▶ To do: Find "seat. Write the coordinates, one line per instance." in the material below, then copy that line and every subsequent line to the end, exactly.

Pointing and labeling entries:
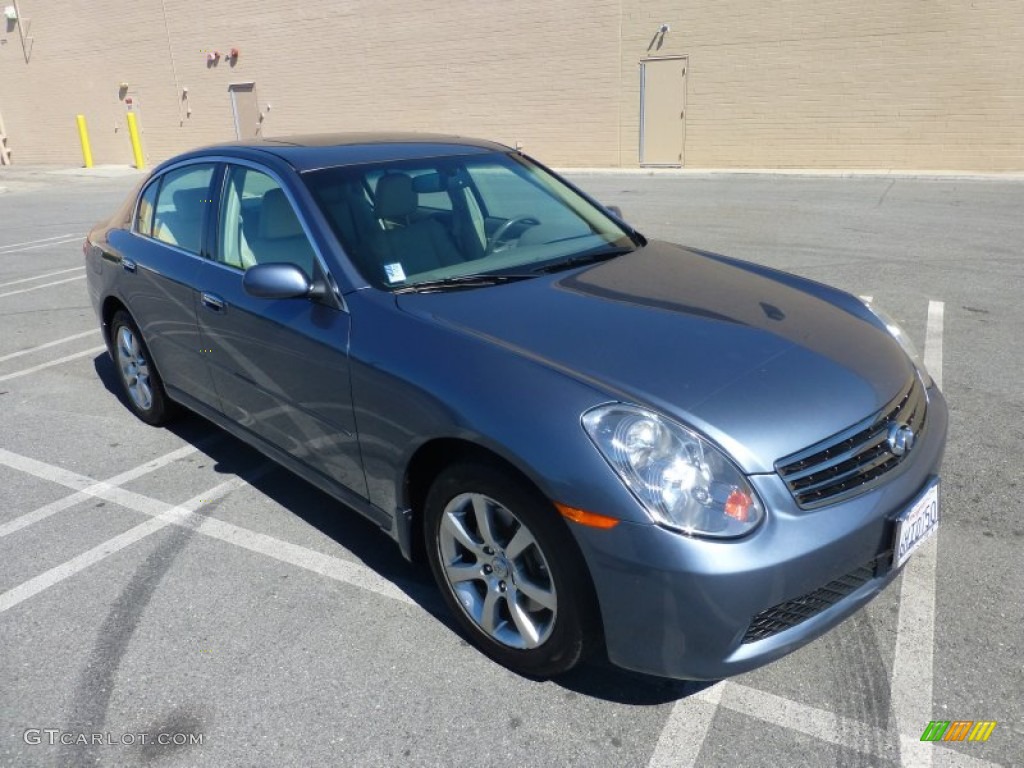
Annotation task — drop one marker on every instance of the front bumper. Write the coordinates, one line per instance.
(683, 607)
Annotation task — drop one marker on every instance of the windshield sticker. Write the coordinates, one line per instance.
(394, 272)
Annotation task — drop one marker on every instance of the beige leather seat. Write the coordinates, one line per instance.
(419, 245)
(281, 236)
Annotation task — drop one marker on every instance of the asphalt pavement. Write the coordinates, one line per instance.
(168, 597)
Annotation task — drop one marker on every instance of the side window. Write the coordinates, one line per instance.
(143, 219)
(258, 224)
(183, 198)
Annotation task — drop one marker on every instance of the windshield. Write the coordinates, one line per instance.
(415, 221)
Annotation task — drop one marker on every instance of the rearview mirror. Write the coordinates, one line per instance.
(276, 281)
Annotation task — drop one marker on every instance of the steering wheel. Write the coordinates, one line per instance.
(499, 235)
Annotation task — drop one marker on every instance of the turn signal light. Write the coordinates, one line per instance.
(737, 506)
(583, 517)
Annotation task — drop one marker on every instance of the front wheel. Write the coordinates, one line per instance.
(509, 569)
(139, 380)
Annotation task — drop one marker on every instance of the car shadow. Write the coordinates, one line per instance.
(374, 548)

▶ Answer in full:
Annotation task — drop one marker on every instance of the beige leather seat. Write the coordinates, one line per instance.
(419, 245)
(281, 236)
Annotation task — drop one marker on every instance of the asphalt pavement. Write the coordinates, one line per instance.
(168, 597)
Annotation task — drop one marker on every instance of the side window. Write the coordinates, one line per instance.
(143, 219)
(258, 224)
(183, 198)
Annotation task — drop one marker on every instance of the windshield. Write the coordinates, one line per instance.
(415, 221)
Annotation task — drop one marker on every instance of the rearview mirror. Write the coordinates, one line per instance.
(276, 281)
Annotation task — drop one marker on every instance of the steering wheel. Write the coordinates, one line per instance.
(499, 235)
Annotation task — drop one marker on every instance of the turn signal light. Write the coordinates, one line per instance.
(737, 506)
(583, 517)
Annotation task — drop one marker on every instance of the front wheel. Write the coordinates, one line per instance.
(509, 569)
(139, 380)
Annotation task — drop one marker on every instance of the car shadow. Write the coordinates, one line per instance.
(374, 548)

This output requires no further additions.